▶ [Exercise directions]
Leave the pictures out. Return all other data exactly.

▶ [Extracted records]
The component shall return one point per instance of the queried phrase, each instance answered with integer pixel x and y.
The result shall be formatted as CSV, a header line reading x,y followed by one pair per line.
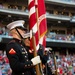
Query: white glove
x,y
36,60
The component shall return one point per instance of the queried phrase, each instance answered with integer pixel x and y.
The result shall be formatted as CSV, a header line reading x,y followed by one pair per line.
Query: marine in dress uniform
x,y
16,51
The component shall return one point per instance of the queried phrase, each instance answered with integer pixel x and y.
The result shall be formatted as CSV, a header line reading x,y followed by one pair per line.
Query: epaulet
x,y
12,41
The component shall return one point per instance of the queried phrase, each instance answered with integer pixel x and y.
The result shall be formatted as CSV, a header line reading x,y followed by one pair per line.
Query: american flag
x,y
37,24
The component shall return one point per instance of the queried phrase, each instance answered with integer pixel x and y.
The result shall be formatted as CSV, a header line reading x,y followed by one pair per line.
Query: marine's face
x,y
22,32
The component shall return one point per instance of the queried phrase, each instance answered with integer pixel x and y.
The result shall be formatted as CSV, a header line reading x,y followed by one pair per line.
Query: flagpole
x,y
35,54
38,32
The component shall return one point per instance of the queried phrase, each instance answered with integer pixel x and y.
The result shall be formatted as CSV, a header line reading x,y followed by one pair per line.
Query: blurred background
x,y
60,36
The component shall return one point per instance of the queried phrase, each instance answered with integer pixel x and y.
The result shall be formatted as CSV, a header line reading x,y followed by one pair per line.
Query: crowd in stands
x,y
4,64
65,64
68,37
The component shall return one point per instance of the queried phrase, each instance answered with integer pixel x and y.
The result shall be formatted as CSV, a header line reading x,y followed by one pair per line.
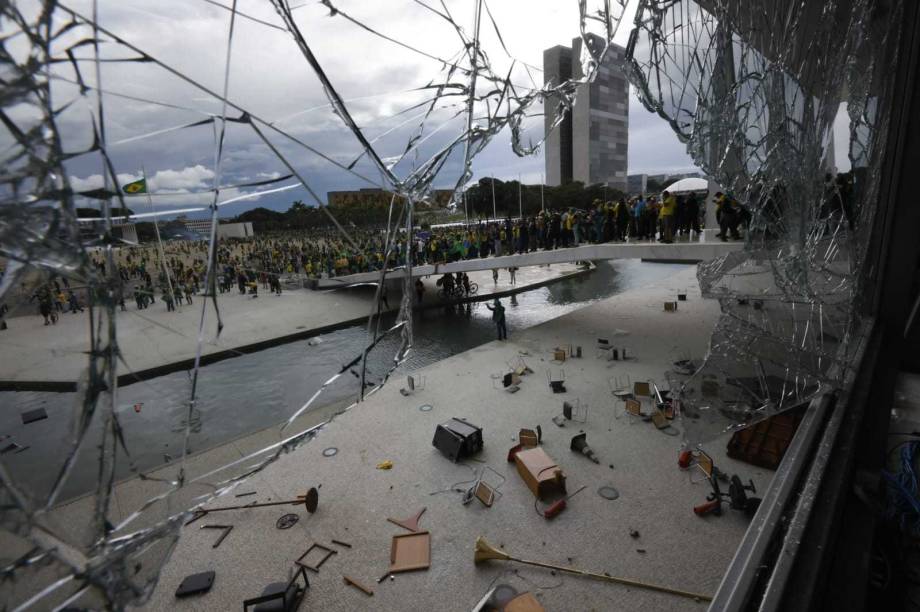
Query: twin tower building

▶ [Exercise response]
The component shall return one point per instance of the queried phrase, each instance answered with integer pixel x and y.
The result shall be formatted as CSV, a header line reading x,y followed by one pair per line.
Query: white glove
x,y
36,60
The component shall return one point per instance of the queried phrase, each instance answered with integer pixel x and y.
The result shall be formatted as CSV, a header line reading x,y followed by one pair per line.
Query: marine in dress uniform
x,y
16,51
The component shall return one point per instance of the queried phrase, each instance answered with integer pixel x and y.
The result shall be formatted as CSV, a header line reading x,y followed by one pair per line.
Query: epaulet
x,y
12,41
The component shall return one point per instance of the queried phrase, each instance answered with integer pixel x and y.
The result shall be formatted as CSV, a header line reading x,y followed by one pair per line.
Query: american flag
x,y
37,24
The component shall return one point per instance of the queried phrase, each instance answered with integer pixel x and y.
The result shall be formatted as CSV, a header line reading x,y followed by one pair per line.
Query: marine's face
x,y
22,32
The component shall return one point per instance of the queried phrase, each instance answered with integer pixel x and y.
The result shall be formatted as CSV, a header line reading x,y followed by one pair per line.
Query: flagpole
x,y
35,54
38,32
The component shall return one point per instance of the queried phrase, each instance answered with integer pixel x and y.
The result shall be formatted as CSV, a header line reading x,y followed by one pair per line.
Query: blurred background
x,y
60,36
The component shall return one point per instance of the queried phrase, each instance answered with integer pixel x and y.
The result shall be formatted as CSV, a header line reading x,y followed by one pair per line.
Query: crowd in stands
x,y
4,64
65,64
68,37
The component shall return one point per instance of the queried phrase, each instance answered with integer pixel x and y.
The result shall be formatted as CSV, a header line reading x,y followed by one pair per line.
Query: twin tower building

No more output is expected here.